**RECORDS SUPPLIED**
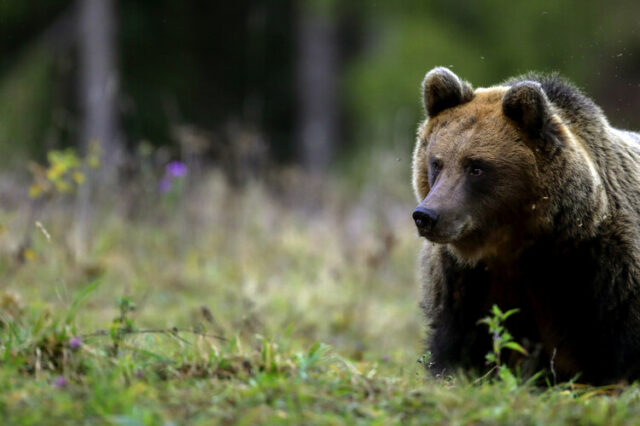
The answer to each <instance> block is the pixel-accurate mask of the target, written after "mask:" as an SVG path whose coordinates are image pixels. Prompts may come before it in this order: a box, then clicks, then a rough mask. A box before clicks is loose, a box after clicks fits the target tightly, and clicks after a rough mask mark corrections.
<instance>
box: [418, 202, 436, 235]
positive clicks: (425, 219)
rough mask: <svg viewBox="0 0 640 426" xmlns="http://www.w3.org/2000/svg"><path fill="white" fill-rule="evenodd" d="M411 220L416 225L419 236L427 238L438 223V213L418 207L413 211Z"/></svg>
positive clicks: (426, 209) (433, 210)
mask: <svg viewBox="0 0 640 426" xmlns="http://www.w3.org/2000/svg"><path fill="white" fill-rule="evenodd" d="M413 220H414V221H415V223H416V227H417V228H418V233H419V234H420V236H422V237H427V236H428V235H429V234H430V233H431V231H432V230H433V228H434V227H435V225H436V222H437V221H438V213H437V212H436V211H435V210H432V209H428V208H426V207H423V206H418V207H416V209H415V210H414V211H413Z"/></svg>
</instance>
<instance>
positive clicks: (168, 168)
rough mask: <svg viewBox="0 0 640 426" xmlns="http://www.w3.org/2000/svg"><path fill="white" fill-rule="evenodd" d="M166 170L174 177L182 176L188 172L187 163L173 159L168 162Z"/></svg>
mask: <svg viewBox="0 0 640 426" xmlns="http://www.w3.org/2000/svg"><path fill="white" fill-rule="evenodd" d="M166 172H167V173H166V174H167V175H168V176H170V177H172V178H178V177H182V176H184V175H186V174H187V165H186V164H184V163H183V162H182V161H172V162H170V163H169V164H167V168H166Z"/></svg>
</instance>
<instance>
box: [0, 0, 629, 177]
mask: <svg viewBox="0 0 640 426" xmlns="http://www.w3.org/2000/svg"><path fill="white" fill-rule="evenodd" d="M638 16H640V3H637V2H627V1H621V0H615V1H612V2H608V3H607V5H606V6H604V4H603V3H602V2H599V1H593V0H587V1H584V0H580V1H578V0H571V1H563V2H556V1H551V0H544V1H536V2H528V3H526V4H515V3H514V2H510V1H506V0H502V1H498V0H496V1H492V2H482V3H479V2H471V1H450V0H432V1H428V2H423V1H419V0H411V1H405V2H391V1H365V0H353V1H348V2H340V1H331V0H327V1H322V0H301V1H293V0H271V1H270V0H240V1H237V2H233V3H226V2H214V1H207V0H193V1H189V2H175V1H163V0H127V1H119V2H118V1H115V0H82V1H70V0H31V1H29V2H25V1H18V0H3V1H2V2H0V165H1V167H2V168H3V169H5V170H12V171H20V170H26V169H25V167H24V165H25V161H26V159H36V160H40V161H43V160H44V158H45V154H46V152H47V151H49V150H52V149H61V148H64V147H69V146H71V147H76V148H77V149H78V150H79V152H83V151H84V150H85V149H86V145H87V143H88V141H90V140H96V141H99V143H100V144H101V145H102V147H103V153H104V154H105V158H106V159H105V161H106V164H105V166H106V167H107V168H110V167H119V168H120V170H122V166H123V165H124V164H125V163H126V160H127V158H130V157H131V155H132V154H135V153H136V152H138V150H139V148H140V147H141V146H147V145H148V146H149V147H153V148H163V149H166V151H167V153H168V154H167V155H168V156H169V157H171V158H182V159H183V160H186V159H188V158H193V157H198V158H200V159H203V161H206V163H207V164H213V165H218V166H220V167H225V168H227V169H233V168H236V167H237V168H239V169H242V170H243V171H244V170H247V169H250V170H251V172H252V173H260V171H261V170H260V168H261V167H266V166H267V165H274V164H275V165H279V164H297V165H300V166H302V167H304V168H305V169H308V170H310V171H312V172H314V173H316V172H317V173H327V172H329V171H335V170H336V167H335V166H336V165H337V166H338V167H340V166H341V165H344V164H345V163H347V164H348V162H349V161H351V160H354V159H355V160H356V162H357V163H358V164H361V162H360V161H359V160H358V158H359V157H358V156H359V155H361V154H363V153H366V152H367V151H369V150H371V149H373V148H375V149H382V150H386V151H390V152H392V155H394V156H396V157H399V158H401V159H403V160H406V158H407V156H408V155H409V153H410V150H411V146H412V143H413V134H414V131H415V127H416V123H417V122H418V120H419V119H420V118H421V116H422V111H421V106H420V98H419V91H418V88H419V84H420V82H421V79H422V77H423V76H424V73H425V72H426V71H427V70H429V69H430V68H432V67H433V66H436V65H445V66H449V67H451V68H452V69H453V70H454V71H455V72H457V73H458V74H459V75H460V76H462V77H463V78H465V79H467V80H469V81H470V82H472V83H473V84H474V85H475V86H486V85H491V84H496V83H498V82H500V81H502V80H504V79H506V78H507V77H510V76H513V75H515V74H518V73H522V72H525V71H528V70H540V71H554V70H555V71H559V72H561V73H562V74H563V75H564V76H566V77H568V78H569V79H571V80H572V81H574V82H575V83H577V84H578V85H579V86H581V87H582V88H584V89H585V91H586V92H587V93H588V94H589V95H590V96H592V97H593V98H595V100H596V102H597V103H598V104H600V105H601V106H602V107H603V108H604V110H605V111H606V112H607V114H608V116H609V118H610V120H611V121H612V122H613V124H614V125H617V126H623V127H631V128H639V127H640V118H639V117H638V114H637V111H638V110H639V108H640V84H639V82H640V80H639V78H638V76H639V75H640V34H639V31H640V28H639V25H640V24H639V21H638ZM227 171H228V172H229V173H234V170H227ZM243 173H244V172H243Z"/></svg>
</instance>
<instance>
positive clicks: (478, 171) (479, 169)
mask: <svg viewBox="0 0 640 426" xmlns="http://www.w3.org/2000/svg"><path fill="white" fill-rule="evenodd" d="M482 172H483V170H482V169H481V168H480V167H471V168H470V169H469V174H470V175H471V176H480V175H481V174H482Z"/></svg>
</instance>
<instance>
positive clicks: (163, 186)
mask: <svg viewBox="0 0 640 426" xmlns="http://www.w3.org/2000/svg"><path fill="white" fill-rule="evenodd" d="M170 189H171V179H169V178H168V177H166V176H165V177H163V178H162V179H160V183H159V184H158V190H159V191H160V192H161V193H163V194H165V193H167V192H169V190H170Z"/></svg>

**THE PROBLEM**
Everything in the entries except the pictures must be duplicated exactly.

**ANSWER FOR THIS EXERCISE**
The answer to each <instance> block is the pixel-accurate mask of the target, written after "mask:" as an SVG path whose coordinates are image pixels. Prompts may come before it in this order: a box, then clicks, then a rough mask. A box before clicks is loose, a box after clicks fits the target tightly, and clicks after a rough mask mark corrections.
<instance>
box: [418, 202, 436, 235]
positive clicks: (425, 219)
rough mask: <svg viewBox="0 0 640 426" xmlns="http://www.w3.org/2000/svg"><path fill="white" fill-rule="evenodd" d="M411 220L416 225L419 236L427 238L438 223V213L418 207L413 211Z"/></svg>
positive clicks: (426, 209) (433, 210)
mask: <svg viewBox="0 0 640 426" xmlns="http://www.w3.org/2000/svg"><path fill="white" fill-rule="evenodd" d="M413 220H414V221H415V223H416V227H417V228H418V233H419V234H420V236H422V237H427V236H428V235H429V234H430V233H431V231H432V230H433V228H434V227H435V225H436V222H437V221H438V213H437V212H436V211H435V210H432V209H428V208H426V207H423V206H418V207H416V209H415V210H414V211H413Z"/></svg>
</instance>
<instance>
positive clicks: (168, 168)
rough mask: <svg viewBox="0 0 640 426" xmlns="http://www.w3.org/2000/svg"><path fill="white" fill-rule="evenodd" d="M166 170L174 177L182 176L188 172L187 163L173 159L168 162Z"/></svg>
mask: <svg viewBox="0 0 640 426" xmlns="http://www.w3.org/2000/svg"><path fill="white" fill-rule="evenodd" d="M166 172H167V173H166V174H167V175H168V176H170V177H172V178H178V177H182V176H184V175H186V174H187V165H186V164H184V163H183V162H182V161H172V162H170V163H169V164H167V168H166Z"/></svg>
</instance>
<instance>
box: [0, 0, 629, 177]
mask: <svg viewBox="0 0 640 426" xmlns="http://www.w3.org/2000/svg"><path fill="white" fill-rule="evenodd" d="M638 16H640V3H637V2H627V1H621V0H615V1H612V2H608V3H607V5H606V6H604V4H603V3H602V2H599V1H593V0H587V1H584V0H580V1H578V0H571V1H563V2H556V1H551V0H544V1H536V2H528V3H526V4H515V3H514V2H510V1H506V0H502V1H498V0H496V1H492V2H482V3H479V2H471V1H450V0H432V1H428V2H423V1H419V0H411V1H405V2H391V1H365V0H353V1H348V2H340V1H331V0H327V1H322V0H301V1H293V0H271V1H270V0H240V1H237V2H233V3H226V2H214V1H207V0H193V1H189V2H175V1H163V0H127V1H119V2H118V1H115V0H82V1H70V0H31V1H29V2H25V1H18V0H3V1H2V2H0V165H1V167H2V168H3V169H5V170H12V171H20V170H26V169H25V167H24V165H25V161H26V159H36V160H40V161H43V160H44V158H45V154H46V152H47V151H49V150H52V149H61V148H64V147H69V146H71V147H76V148H77V149H78V150H79V152H83V151H84V150H85V149H86V145H87V143H88V141H90V140H96V141H99V143H100V144H101V145H102V147H103V153H104V154H105V158H106V159H105V161H106V164H105V166H106V167H107V168H110V167H119V168H120V170H122V166H123V165H124V164H125V163H126V160H127V158H130V157H131V155H132V154H135V153H136V152H138V150H139V148H140V147H141V146H147V145H148V146H149V147H153V148H163V149H166V151H167V153H168V154H167V155H168V156H169V157H171V158H182V159H183V160H186V159H188V158H193V157H198V158H200V159H203V161H206V163H207V164H213V165H218V166H220V167H225V168H227V169H233V168H236V167H237V168H239V169H242V170H243V171H244V170H247V169H250V170H251V172H252V173H260V171H261V170H260V168H261V167H266V166H267V165H274V164H275V165H279V164H297V165H300V166H302V167H304V168H305V169H308V170H310V171H312V172H314V173H316V172H317V173H327V172H329V171H335V170H336V167H335V166H336V165H337V166H338V167H340V166H341V165H344V164H345V163H347V164H348V162H349V161H351V160H354V159H355V160H356V162H357V163H358V164H361V162H360V161H359V160H358V158H359V157H358V156H359V155H361V154H363V153H366V152H367V151H369V150H371V149H373V148H375V149H382V150H386V151H390V152H392V155H394V156H396V157H399V158H401V159H403V160H406V158H407V156H408V155H409V153H410V150H411V146H412V143H413V134H414V131H415V127H416V123H417V122H418V120H419V119H420V118H421V116H422V111H421V106H420V98H419V91H418V88H419V84H420V82H421V79H422V77H423V76H424V73H425V72H426V71H427V70H429V69H430V68H432V67H433V66H436V65H445V66H449V67H451V68H452V69H453V70H454V71H455V72H457V73H458V74H459V75H460V76H462V77H463V78H465V79H467V80H469V81H470V82H472V83H473V84H474V85H475V86H486V85H491V84H496V83H498V82H500V81H502V80H504V79H506V78H507V77H510V76H513V75H515V74H518V73H522V72H525V71H528V70H540V71H554V70H555V71H559V72H561V73H562V74H563V75H564V76H566V77H568V78H569V79H571V80H572V81H574V82H575V83H577V84H578V85H579V86H581V87H582V88H584V89H585V91H586V92H587V93H588V94H589V95H590V96H592V97H593V98H595V100H596V102H597V103H598V104H600V105H601V106H602V107H603V108H604V110H605V111H606V112H607V114H608V116H609V118H610V120H611V121H612V122H613V124H614V125H617V126H623V127H631V128H639V127H640V118H639V117H638V114H637V111H638V110H639V108H640V84H639V82H640V80H639V78H638V76H639V75H640V34H639V31H640V28H639V25H640V24H639V21H638ZM227 171H228V172H229V173H234V170H227ZM243 173H244V172H243Z"/></svg>
</instance>
<instance>
positive clicks: (478, 171) (479, 169)
mask: <svg viewBox="0 0 640 426" xmlns="http://www.w3.org/2000/svg"><path fill="white" fill-rule="evenodd" d="M482 172H483V170H482V169H481V168H480V167H471V168H470V169H469V174H470V175H471V176H480V175H481V174H482Z"/></svg>
</instance>
<instance>
positive clicks: (163, 186)
mask: <svg viewBox="0 0 640 426" xmlns="http://www.w3.org/2000/svg"><path fill="white" fill-rule="evenodd" d="M170 189H171V179H169V178H168V177H166V176H165V177H163V178H162V179H160V183H159V184H158V190H159V191H160V192H161V193H163V194H165V193H167V192H169V190H170Z"/></svg>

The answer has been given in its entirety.